● Saved data entries
------------------------------------
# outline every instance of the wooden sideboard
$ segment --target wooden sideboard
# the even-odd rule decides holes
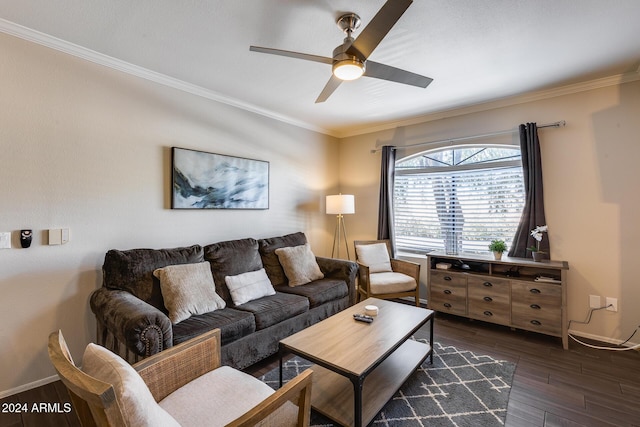
[[[561,337],[568,348],[566,261],[438,252],[427,259],[430,309]]]

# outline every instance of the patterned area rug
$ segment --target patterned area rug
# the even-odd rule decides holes
[[[504,425],[515,364],[437,342],[434,349],[433,365],[425,361],[370,425]],[[284,366],[285,382],[310,366],[300,357],[290,359]],[[260,379],[277,389],[278,368]],[[334,424],[312,410],[311,425]]]

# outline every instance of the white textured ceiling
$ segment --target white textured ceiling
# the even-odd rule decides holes
[[[314,101],[330,66],[249,51],[259,45],[330,57],[344,37],[337,16],[355,12],[364,28],[383,4],[2,0],[0,30],[35,30],[334,135],[638,73],[638,0],[415,0],[370,59],[434,82],[421,89],[361,78],[322,104]]]

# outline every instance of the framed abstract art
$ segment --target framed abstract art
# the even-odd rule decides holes
[[[269,209],[269,162],[171,148],[172,209]]]

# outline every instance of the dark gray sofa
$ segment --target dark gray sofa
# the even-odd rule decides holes
[[[275,250],[303,245],[303,233],[269,239],[239,239],[174,249],[110,250],[103,286],[90,298],[97,341],[134,363],[209,330],[219,328],[223,364],[245,368],[278,351],[278,342],[355,303],[357,264],[316,257],[324,278],[290,287]],[[208,261],[224,309],[172,324],[157,268]],[[234,306],[225,276],[265,268],[275,295]]]

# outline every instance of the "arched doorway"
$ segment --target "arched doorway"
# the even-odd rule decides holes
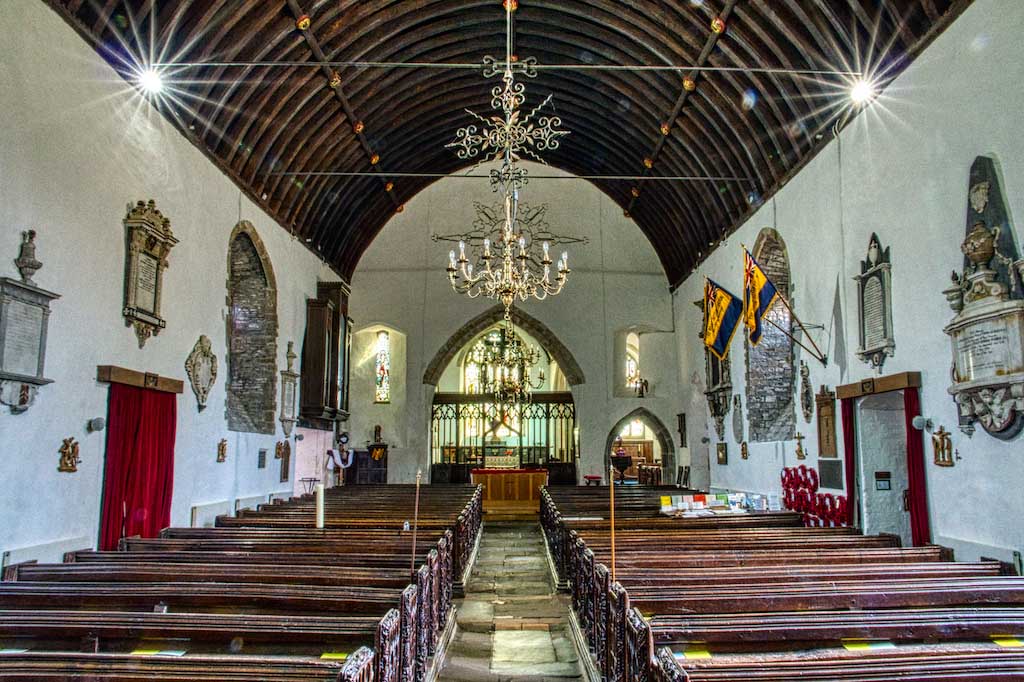
[[[583,382],[583,373],[543,323],[513,310],[508,329],[503,317],[504,310],[494,308],[470,320],[424,373],[424,383],[436,387],[431,481],[466,482],[477,467],[543,467],[551,484],[575,484],[579,433],[570,387]],[[515,367],[488,360],[507,357],[513,346],[535,357]],[[499,372],[528,381],[528,399],[503,401],[486,388]]]
[[[611,455],[620,439],[621,447],[633,458],[632,465],[626,472],[627,478],[635,477],[639,480],[642,466],[660,468],[663,477],[675,469],[676,450],[672,442],[672,433],[647,408],[638,407],[612,427],[604,446],[605,471],[611,466]]]

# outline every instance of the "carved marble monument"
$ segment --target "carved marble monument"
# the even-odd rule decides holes
[[[295,354],[295,342],[289,341],[288,352],[285,354],[288,367],[281,371],[280,422],[286,438],[292,435],[292,429],[295,427],[295,422],[298,421],[296,399],[299,391],[299,373],[295,371],[295,358],[297,357],[299,356]]]
[[[205,334],[199,337],[185,360],[185,373],[188,374],[192,392],[196,394],[196,402],[202,412],[210,396],[210,389],[217,381],[217,356],[213,354],[213,344]]]
[[[860,262],[857,282],[857,357],[881,370],[896,351],[892,335],[892,262],[889,247],[882,248],[878,235],[868,241],[867,258]]]
[[[1020,259],[992,159],[971,166],[964,271],[943,291],[956,316],[945,332],[953,345],[953,384],[960,430],[980,423],[1009,440],[1024,428],[1024,287]]]
[[[156,202],[128,204],[124,219],[124,315],[125,326],[135,328],[139,348],[150,336],[156,336],[167,323],[160,317],[163,276],[167,256],[178,240],[171,232],[171,221],[156,208]]]
[[[36,260],[36,233],[22,233],[14,264],[21,281],[0,277],[0,403],[13,414],[35,401],[40,386],[52,383],[43,376],[50,302],[60,296],[40,289],[32,281],[43,264]]]

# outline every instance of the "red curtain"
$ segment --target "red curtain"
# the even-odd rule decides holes
[[[839,401],[840,416],[843,420],[843,462],[846,469],[846,524],[853,526],[857,517],[857,486],[854,484],[854,458],[856,456],[853,424],[853,403],[855,398],[843,398]]]
[[[928,491],[924,473],[924,435],[914,428],[914,417],[921,414],[921,397],[916,388],[903,390],[903,413],[907,432],[907,487],[910,503],[910,537],[915,547],[932,541],[928,527]]]
[[[122,537],[156,537],[170,524],[177,396],[110,385],[100,549]]]

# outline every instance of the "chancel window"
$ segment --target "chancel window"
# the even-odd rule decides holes
[[[626,387],[635,389],[640,382],[640,336],[626,334]]]
[[[626,428],[622,429],[622,433],[619,434],[623,438],[643,438],[644,437],[644,423],[639,419],[626,424]]]
[[[373,402],[391,402],[391,335],[386,331],[377,332],[377,355],[374,360],[376,372]]]

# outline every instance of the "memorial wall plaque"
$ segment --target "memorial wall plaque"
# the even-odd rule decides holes
[[[892,332],[892,262],[889,247],[882,248],[878,235],[868,241],[865,260],[860,262],[857,282],[857,325],[860,345],[857,357],[881,370],[896,351]]]
[[[23,233],[21,251],[14,261],[21,281],[0,277],[0,403],[11,412],[24,412],[35,401],[40,386],[52,383],[43,376],[50,302],[60,298],[32,281],[43,264],[35,259],[34,230]]]
[[[156,202],[128,205],[125,227],[124,309],[125,325],[135,328],[139,348],[156,336],[167,323],[160,316],[163,274],[167,256],[178,240],[171,221],[156,208]]]
[[[295,371],[295,359],[297,357],[298,355],[295,354],[295,342],[289,341],[288,351],[285,353],[285,360],[288,365],[286,369],[281,371],[281,416],[279,418],[285,437],[292,435],[292,428],[295,427],[295,422],[298,421],[296,415],[296,394],[298,393],[300,375]]]
[[[1024,260],[992,159],[979,156],[968,185],[963,273],[942,293],[956,313],[944,331],[953,351],[959,426],[1009,440],[1024,429]]]

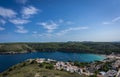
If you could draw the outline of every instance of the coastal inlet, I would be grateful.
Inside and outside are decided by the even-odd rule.
[[[23,62],[30,58],[46,58],[54,59],[57,61],[79,61],[79,62],[93,62],[96,60],[103,60],[105,56],[96,54],[81,54],[69,52],[32,52],[23,54],[8,54],[0,55],[0,72],[5,71],[9,67]]]

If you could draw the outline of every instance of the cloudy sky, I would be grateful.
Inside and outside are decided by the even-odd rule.
[[[120,0],[0,0],[0,42],[120,41]]]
------------------------------------
● TASK BRIEF
Please output exactly the lines of the data above, from its first line through the line with "--target patterned area rug", and nothing else; drop the pictures.

● EXPECTED ANSWER
# outline every instance of the wooden sideboard
$ segment --target wooden sideboard
# the even-odd rule decides holes
[[[561,337],[568,348],[566,261],[438,252],[427,259],[430,309]]]

# outline every instance of the patterned area rug
$ segment --target patterned area rug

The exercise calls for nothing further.